# AANGELEVERDE TEKST:
□ □ □ □ □
Om rendement te behalen, moet het land die dollars dus beleggen. Beleggen in aandelen is voor een overheid te riskant, vandaar dat Beijing zijn handelsoverschot in staatsobligaties steekt: het land krijgt een zekere rente en de kans op faillissement van de tegenpartij is nihil. Voor beleggingen in staatsobligaties geldt echter dat China vooral Amerikaanse staatsobligaties moet kopen. Waarom dat zo is, heeft alles te maken met het Chinese valutaregime.
De yuan was tot de zomer van 2005 gekoppeld aan de Amerikaanse dollar. Sindsdien is de munt gekoppeld aan een mandje met valuta’s waarin de Amerikaanse dollar echter nog steeds dominant aanwezig is.
Om de koers van de yuan tegenover de dollar stabiel te houden, verklaart de Chinese centrale bank zich bereid ongelimiteerd dollars te kopen of te verkopen tegen die vastgestelde koers. Aangezien Chinese bedrijven als geheel vooral een dollaroverschot hebben (dat is het eerdergenoemde handelsoverschot), koopt de centrale bank dollars op tegen een vaste koers. En dan zijn we terug bij de noodzaak die dollars te beleggen op een zodanige manier dat de risico’s zo klein mogelijk zijn. Dus in Amerikaanse staatsobligaties. Zolang de Chinese yuan voor een groot deel gekoppeld is aan de dollar, kan China niet anders doen dan Amerikaanse staatsobligaties blijven kopen.
Zou China, met dat valutaregime in ons achterhoofd, met zijn handelsoverschot vooral obligaties van bijvoorbeeld eurolanden of Japan kopen, dan zou het land naast koersrisico (obligaties fluctueren in waarde tussen het moment van aankoop en het moment waarop ze aflopen) ook een valutarisico lopen.
Zou China stoppen met het kopen van Amerikaanse staatsobligaties of dat papier dat het land al bezit gaan verkopen, dan zou dat de dollar zwakker maken. Immers, er zou veel aanbod van dollars komen op de valutamarkt. Dat zou per definitie betekenen dat de waarde van de eigen munt, de yuan, tegenover de dollar zou stijgen. Met alle economische gevolgen van dien, zoals dat de Chinese exporten duurder worden voor de rest van de wereld. Anders gezegd: als China het verkopen of zelfs het stoppen met kopen van de Amerikaanse staatsobligaties zou willen inzetten als wapen, dan moet het land bereid zijn de waarde van eigen munt te laten stijgen of de koers van de yuan te laten zweven. Op lange termijn bezien is dat het streven van Beijing maar op het moment is het daar veel te vroeg voor. Dat gaat pas gebeuren als de Chinese economie voor de groei voornamelijk afhankelijk wordt van de binnenlandse vraag en veel minder van de export. Het land is bezig met die omschakeling maar er is nog een lange weg te gaan voordat de omschakeling voltooid is.
□ □ □ □ □
# FRAGMENT UIT DATASET:
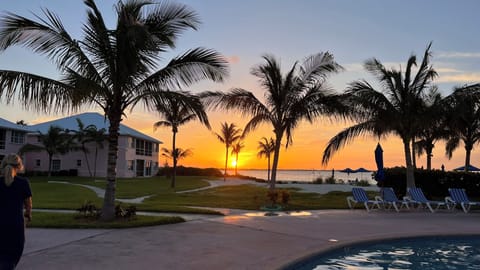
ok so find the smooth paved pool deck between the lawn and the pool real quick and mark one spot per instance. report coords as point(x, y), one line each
point(239, 240)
□ □ □ □ □
# WAT JE DOET:
**a)** Bewerk de tekst over de yuan en de dollar: neem het deel over dat begint bij de woorden "De yuan was" en stop na "dominant aanwezig is.", maar vervang daarin "mandje" door "korf".
**b)** Tot wanneer was de yuan volgens de tekst over de yuan en de dollar gekoppeld aan de Amerikaanse dollar?

# RESULTATEN:
**a)**
De yuan was tot de zomer van 2005 gekoppeld aan de Amerikaanse dollar. Sindsdien is de munt gekoppeld aan een korf met valuta’s waarin de Amerikaanse dollar echter nog steeds dominant aanwezig is.

**b)** Tot de zomer van 2005.